• [PASSAGE PROVIDED]
★ ★ ★

# Painting a dining room table and chairs



## nebrpainter (Mar 16, 2014)

I've got a bid in to paint a dining room table and chairs. They are stained and lacquered now. I did a desk a while back in SW All Surface Enamel oil based, and it has held up pretty well. What other products have you guys used/had good luck with on furniture? Did you top coat it with type of clear coat?


----------



## Rbriggs82 (Jul 9, 2012)

My first choice would be PPG Breakthrough, and my next choice would be Sherwin Williams Pro Industrial Multi Surface. :yes:

Sent from my LG-H810 using Tapatalk


----------



## jason123 (Jul 2, 2009)

I would sand it damn good. Prime with bin. I like the smell. 

Then top coat with a top off the line paint of your choosing. 

I mean hell after a damn good prep. You could rub dirt on it and it would stick. 

Sent from my SGH-I257M using Tapatalk


----------



## finishesbykevyn (Apr 14, 2010)

nebrpainter said:


> I've got a bid in to paint a dining room table and chairs. They are stained and lacquered now. I did a desk a while back in SW All Surface Enamel oil based, and it has held up pretty well. What other products have you guys used/had good luck with on furniture? Did you top coat it with type of clear coat?


What Spider said.. Also, a couple coats of clear coat on table top wouldn't hurt..
Just make sure all your paint layers are compatible... The BM Advance has some pretty impressive leveling properties I'd say for a tabletop..


----------

★ ★ ★

• [EXTRACTED ENTRIES]
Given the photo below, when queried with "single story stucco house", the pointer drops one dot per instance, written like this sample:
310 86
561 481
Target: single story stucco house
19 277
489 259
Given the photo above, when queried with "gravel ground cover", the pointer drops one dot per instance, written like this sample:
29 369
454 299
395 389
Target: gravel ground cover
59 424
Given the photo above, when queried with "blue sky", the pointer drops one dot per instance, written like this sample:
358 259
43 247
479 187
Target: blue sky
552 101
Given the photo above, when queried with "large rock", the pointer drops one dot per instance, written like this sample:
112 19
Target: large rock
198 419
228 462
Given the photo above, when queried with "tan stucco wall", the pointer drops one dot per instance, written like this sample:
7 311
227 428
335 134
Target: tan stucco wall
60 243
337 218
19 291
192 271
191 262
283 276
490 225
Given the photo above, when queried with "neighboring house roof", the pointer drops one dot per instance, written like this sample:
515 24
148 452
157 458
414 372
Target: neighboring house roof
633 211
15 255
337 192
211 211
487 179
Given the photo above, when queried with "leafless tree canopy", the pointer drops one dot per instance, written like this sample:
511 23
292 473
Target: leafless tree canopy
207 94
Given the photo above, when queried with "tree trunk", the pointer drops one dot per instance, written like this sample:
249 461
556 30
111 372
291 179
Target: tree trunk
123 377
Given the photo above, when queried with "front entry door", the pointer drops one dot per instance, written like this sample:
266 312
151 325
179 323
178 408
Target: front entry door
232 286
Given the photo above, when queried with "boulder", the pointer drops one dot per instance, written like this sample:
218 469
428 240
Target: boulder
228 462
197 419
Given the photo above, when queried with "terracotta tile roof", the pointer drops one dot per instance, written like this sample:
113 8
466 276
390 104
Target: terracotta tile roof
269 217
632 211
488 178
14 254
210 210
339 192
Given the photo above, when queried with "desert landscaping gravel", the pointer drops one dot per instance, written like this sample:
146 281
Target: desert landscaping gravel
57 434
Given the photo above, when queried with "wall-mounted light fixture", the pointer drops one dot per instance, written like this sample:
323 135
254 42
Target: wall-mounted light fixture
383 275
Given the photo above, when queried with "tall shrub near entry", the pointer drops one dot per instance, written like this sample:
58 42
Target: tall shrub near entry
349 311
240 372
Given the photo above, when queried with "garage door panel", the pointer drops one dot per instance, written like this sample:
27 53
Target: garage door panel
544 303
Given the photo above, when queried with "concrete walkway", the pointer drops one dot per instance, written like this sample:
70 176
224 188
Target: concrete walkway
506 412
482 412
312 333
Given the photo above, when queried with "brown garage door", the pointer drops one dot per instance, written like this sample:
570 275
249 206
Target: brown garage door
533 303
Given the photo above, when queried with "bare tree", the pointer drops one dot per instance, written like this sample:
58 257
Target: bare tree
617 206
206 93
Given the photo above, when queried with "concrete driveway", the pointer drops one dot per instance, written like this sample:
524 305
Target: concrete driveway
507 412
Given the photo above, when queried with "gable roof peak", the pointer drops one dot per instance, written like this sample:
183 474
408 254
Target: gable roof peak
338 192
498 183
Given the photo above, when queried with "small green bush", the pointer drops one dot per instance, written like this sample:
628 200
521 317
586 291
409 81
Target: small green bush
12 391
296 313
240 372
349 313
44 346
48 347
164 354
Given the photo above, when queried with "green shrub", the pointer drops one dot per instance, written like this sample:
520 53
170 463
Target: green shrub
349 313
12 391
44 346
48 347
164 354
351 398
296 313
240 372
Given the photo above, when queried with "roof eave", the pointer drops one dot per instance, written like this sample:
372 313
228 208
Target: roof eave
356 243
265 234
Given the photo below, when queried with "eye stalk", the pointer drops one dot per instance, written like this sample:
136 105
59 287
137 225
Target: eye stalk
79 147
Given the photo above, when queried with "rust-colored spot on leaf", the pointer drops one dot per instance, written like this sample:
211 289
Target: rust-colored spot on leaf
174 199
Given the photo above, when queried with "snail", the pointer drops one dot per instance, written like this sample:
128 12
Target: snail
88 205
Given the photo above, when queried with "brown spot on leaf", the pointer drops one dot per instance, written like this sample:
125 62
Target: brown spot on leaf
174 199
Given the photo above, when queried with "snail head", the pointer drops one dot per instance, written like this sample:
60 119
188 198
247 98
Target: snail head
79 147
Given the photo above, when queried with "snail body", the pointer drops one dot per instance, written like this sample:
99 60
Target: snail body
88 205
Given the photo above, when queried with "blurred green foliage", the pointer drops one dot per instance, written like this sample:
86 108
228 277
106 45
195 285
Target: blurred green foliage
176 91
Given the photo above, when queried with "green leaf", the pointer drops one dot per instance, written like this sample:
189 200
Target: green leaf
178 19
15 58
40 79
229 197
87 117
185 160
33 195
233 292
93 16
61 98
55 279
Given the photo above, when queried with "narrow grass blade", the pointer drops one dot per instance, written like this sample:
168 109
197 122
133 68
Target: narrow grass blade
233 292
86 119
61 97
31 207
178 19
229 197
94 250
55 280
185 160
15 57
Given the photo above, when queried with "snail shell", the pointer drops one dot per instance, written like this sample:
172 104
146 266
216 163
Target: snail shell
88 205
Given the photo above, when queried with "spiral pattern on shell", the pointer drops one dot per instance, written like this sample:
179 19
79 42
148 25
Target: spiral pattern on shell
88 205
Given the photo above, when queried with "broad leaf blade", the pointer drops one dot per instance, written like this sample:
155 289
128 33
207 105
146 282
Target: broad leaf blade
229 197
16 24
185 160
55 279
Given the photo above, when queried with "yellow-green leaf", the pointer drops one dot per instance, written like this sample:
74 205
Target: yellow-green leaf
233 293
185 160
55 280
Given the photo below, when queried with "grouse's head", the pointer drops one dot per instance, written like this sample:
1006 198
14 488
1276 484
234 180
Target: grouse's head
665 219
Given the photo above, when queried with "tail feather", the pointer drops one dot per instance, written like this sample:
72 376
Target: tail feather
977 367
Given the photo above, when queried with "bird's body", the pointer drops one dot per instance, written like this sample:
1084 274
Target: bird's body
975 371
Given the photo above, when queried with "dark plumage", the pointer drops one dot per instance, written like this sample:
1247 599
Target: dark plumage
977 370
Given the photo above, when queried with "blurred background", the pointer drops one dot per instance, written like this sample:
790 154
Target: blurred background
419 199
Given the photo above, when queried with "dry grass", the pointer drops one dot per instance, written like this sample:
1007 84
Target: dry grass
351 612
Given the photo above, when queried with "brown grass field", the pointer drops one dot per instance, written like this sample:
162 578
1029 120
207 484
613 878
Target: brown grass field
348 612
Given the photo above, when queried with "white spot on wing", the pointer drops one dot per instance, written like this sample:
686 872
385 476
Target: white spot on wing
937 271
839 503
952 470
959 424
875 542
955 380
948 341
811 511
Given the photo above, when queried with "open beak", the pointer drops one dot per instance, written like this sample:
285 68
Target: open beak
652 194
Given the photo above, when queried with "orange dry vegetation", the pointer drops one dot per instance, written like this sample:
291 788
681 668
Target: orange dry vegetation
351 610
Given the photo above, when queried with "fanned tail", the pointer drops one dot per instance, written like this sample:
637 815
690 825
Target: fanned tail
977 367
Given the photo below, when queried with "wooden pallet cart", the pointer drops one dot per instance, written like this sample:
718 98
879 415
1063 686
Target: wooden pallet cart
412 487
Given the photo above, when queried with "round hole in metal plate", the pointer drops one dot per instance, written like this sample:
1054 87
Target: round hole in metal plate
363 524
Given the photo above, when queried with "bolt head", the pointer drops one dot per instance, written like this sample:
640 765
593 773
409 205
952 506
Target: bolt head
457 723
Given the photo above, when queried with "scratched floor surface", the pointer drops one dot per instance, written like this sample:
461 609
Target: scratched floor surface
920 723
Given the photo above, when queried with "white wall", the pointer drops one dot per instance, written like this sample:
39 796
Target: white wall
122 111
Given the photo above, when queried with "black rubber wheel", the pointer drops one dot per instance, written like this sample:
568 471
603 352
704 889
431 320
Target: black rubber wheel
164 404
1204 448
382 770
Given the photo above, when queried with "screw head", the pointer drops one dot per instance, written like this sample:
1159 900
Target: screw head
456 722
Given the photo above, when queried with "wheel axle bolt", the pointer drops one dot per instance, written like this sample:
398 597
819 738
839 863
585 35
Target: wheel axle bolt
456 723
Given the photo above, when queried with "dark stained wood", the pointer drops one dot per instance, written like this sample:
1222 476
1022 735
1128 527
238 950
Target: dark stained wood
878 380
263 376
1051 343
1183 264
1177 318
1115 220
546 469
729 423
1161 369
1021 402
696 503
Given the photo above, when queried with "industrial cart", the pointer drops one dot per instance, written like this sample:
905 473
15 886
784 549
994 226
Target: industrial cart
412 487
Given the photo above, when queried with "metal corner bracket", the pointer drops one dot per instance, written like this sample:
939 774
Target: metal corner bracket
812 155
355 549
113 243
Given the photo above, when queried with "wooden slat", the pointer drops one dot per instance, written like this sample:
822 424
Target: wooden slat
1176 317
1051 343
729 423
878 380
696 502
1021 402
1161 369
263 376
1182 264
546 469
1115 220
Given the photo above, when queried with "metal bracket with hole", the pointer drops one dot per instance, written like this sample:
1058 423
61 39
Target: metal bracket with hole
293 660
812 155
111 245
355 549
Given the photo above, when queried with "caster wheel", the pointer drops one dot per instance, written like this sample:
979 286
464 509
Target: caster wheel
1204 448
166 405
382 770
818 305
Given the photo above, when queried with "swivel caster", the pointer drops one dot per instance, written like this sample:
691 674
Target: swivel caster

★ ★ ★

• [ACTIONS TO TAKE]
a - In the dining table thread, which product does Rbriggs82 name as a first choice?
b - Duplicate the stretch of the dining table thread from "# Painting a" through "(Jul 9, 2012)".
The material is separate from the dining table thread.

• [SOLUTIONS TO THE TASKS]
a - PPG Breakthrough.

b -
# Painting a dining room table and chairs



## nebrpainter (Mar 16, 2014)

I've got a bid in to paint a dining room table and chairs. They are stained and lacquered now. I did a desk a while back in SW All Surface Enamel oil based, and it has held up pretty well. What other products have you guys used/had good luck with on furniture? Did you top coat it with type of clear coat?


----------



## Rbriggs82 (Jul 9, 2012)